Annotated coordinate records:
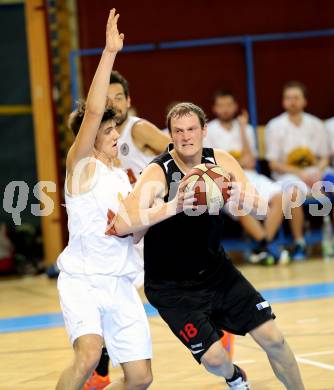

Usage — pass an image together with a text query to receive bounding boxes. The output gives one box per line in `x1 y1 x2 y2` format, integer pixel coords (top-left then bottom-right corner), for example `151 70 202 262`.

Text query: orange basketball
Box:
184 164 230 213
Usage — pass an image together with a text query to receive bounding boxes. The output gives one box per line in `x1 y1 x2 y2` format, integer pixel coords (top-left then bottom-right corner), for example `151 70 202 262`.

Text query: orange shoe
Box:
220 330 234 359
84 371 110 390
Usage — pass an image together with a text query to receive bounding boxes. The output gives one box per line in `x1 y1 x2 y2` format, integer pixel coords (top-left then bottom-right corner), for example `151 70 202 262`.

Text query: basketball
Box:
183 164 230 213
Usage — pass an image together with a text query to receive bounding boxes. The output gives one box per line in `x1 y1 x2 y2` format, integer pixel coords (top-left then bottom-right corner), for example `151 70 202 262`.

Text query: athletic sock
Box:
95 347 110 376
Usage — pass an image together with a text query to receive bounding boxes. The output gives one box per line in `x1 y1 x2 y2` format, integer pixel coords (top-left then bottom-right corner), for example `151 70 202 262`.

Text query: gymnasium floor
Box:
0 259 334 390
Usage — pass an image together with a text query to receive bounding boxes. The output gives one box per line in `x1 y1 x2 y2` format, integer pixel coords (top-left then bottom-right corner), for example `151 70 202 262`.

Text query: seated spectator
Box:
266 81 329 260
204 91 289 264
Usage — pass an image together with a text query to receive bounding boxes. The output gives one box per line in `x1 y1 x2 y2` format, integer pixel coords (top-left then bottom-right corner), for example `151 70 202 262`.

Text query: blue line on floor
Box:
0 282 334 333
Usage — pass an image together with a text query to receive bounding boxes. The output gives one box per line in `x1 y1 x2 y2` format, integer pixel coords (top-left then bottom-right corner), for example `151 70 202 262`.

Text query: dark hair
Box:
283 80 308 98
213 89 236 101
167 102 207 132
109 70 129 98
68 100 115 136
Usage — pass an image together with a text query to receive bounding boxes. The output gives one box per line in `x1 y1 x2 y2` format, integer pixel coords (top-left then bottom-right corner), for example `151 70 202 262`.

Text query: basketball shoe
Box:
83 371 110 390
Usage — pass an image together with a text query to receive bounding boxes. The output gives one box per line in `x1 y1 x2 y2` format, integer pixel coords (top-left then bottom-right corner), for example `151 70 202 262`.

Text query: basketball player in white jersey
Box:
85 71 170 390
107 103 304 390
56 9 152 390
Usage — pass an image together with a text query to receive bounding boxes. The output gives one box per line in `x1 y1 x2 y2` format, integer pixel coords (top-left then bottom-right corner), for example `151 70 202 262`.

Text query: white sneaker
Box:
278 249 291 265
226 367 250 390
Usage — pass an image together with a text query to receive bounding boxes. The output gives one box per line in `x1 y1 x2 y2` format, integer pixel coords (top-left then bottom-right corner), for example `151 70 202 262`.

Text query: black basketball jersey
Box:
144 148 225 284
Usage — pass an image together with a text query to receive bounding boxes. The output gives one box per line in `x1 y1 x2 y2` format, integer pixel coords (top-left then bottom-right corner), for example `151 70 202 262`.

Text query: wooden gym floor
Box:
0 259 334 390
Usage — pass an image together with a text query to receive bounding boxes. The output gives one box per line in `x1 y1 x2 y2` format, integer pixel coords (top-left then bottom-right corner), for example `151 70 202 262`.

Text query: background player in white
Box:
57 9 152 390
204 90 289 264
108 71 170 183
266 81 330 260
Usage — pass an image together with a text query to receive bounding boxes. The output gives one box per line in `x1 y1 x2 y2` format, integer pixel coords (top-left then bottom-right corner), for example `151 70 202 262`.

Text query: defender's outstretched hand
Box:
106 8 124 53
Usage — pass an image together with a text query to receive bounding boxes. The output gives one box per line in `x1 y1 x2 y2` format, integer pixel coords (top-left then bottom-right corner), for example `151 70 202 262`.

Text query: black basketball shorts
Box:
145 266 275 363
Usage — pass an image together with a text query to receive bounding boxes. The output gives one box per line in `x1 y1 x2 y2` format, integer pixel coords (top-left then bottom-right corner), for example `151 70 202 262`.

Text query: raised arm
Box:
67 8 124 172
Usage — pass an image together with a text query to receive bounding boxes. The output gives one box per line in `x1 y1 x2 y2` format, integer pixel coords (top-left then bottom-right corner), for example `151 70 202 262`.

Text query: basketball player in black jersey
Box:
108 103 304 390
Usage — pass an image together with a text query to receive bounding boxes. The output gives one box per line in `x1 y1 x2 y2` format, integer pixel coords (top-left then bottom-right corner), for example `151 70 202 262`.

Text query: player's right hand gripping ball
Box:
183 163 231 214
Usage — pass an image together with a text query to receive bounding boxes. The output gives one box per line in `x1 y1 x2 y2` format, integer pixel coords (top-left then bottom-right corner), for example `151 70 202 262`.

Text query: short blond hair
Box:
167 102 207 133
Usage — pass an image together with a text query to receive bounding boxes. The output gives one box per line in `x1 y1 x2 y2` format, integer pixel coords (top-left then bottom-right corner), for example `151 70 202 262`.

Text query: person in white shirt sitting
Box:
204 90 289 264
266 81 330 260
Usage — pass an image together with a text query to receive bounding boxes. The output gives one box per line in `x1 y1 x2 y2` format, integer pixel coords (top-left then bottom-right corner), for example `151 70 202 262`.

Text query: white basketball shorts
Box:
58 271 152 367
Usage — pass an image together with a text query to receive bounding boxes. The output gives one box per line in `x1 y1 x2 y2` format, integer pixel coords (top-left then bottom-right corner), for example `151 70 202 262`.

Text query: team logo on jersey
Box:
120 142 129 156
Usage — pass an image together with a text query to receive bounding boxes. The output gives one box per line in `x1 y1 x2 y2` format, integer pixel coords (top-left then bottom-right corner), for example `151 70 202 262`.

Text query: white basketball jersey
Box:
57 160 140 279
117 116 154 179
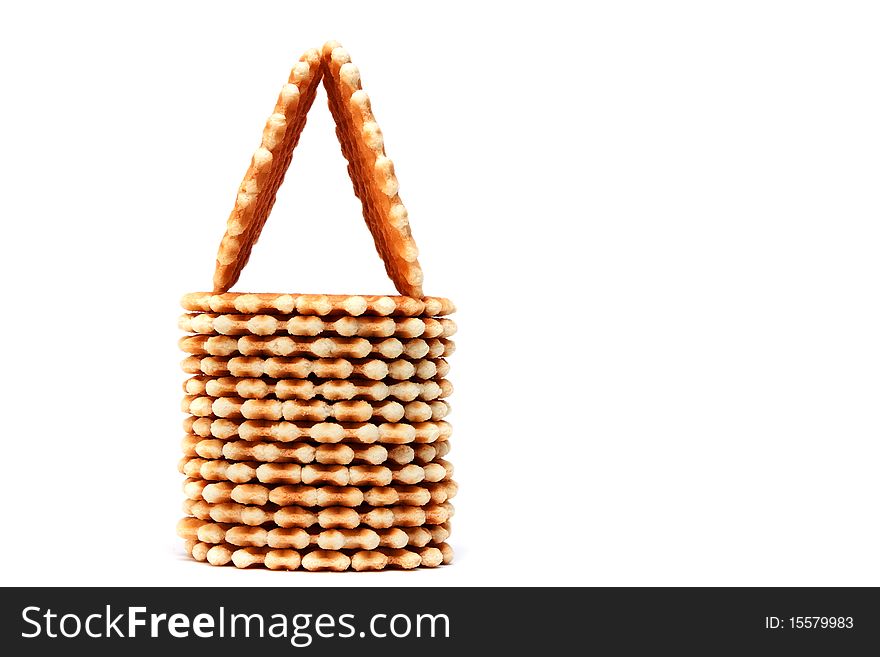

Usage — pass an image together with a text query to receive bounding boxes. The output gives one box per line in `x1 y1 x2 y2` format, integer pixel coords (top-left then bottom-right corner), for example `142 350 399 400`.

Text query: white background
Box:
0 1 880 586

DIRECTIONS FOR THIS TASK: Rewrite the records from their beginning through the line containing "184 164 230 213", replacing "orange basketball" with "leather basketball" and leaving everything else unchanged. Give only those lines, with the pictures omitted.

RIGHT ANSWER:
Usage — pass an image together with a text query to receive bounding boxes. The output gives one box per line in `x1 y1 x2 y2` format, integer pixel coords (top-left then bottom-right corner), for example `151 70 202 262`.

Text query: leather basketball
Box:
184 164 230 213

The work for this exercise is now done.